▸ **BRIEF**
Convert the listing below into a Markdown table with the columns Row and Line. Begin at the first line of the listing, stop after the line containing "target: group of people standing", and omit blank lines.

--- BEGIN THE RECORDS ---

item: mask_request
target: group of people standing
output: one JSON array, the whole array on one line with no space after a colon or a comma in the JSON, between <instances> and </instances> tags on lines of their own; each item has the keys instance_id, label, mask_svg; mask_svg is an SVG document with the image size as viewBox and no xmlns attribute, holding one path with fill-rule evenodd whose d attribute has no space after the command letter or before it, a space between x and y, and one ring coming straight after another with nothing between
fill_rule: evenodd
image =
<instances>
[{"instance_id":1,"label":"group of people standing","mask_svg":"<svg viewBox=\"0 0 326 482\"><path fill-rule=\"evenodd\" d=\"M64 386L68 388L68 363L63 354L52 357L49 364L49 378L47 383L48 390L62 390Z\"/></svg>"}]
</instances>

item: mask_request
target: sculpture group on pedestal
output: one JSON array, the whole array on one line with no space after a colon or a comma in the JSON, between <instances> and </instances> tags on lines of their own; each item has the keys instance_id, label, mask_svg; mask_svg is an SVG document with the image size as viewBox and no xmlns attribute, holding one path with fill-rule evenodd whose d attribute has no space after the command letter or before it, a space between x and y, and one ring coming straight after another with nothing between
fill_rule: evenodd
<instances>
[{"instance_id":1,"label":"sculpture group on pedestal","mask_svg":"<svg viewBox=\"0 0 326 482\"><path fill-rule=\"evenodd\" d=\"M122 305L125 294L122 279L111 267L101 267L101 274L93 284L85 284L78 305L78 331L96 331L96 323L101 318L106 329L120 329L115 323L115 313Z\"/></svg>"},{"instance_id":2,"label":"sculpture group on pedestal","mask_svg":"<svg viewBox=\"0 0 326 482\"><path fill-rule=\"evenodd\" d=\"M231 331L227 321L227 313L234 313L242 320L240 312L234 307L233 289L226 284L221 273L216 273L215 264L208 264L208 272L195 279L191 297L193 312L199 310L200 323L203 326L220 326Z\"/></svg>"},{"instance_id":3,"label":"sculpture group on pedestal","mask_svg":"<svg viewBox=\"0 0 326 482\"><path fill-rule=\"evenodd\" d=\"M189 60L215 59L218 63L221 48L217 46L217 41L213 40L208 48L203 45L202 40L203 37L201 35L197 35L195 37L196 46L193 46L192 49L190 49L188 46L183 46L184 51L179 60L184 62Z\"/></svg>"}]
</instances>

--- END THE RECORDS ---

▸ **WORKED SOLUTION**
| Row | Line |
|---|---|
| 1 | item: mask_request |
| 2 | target: group of people standing |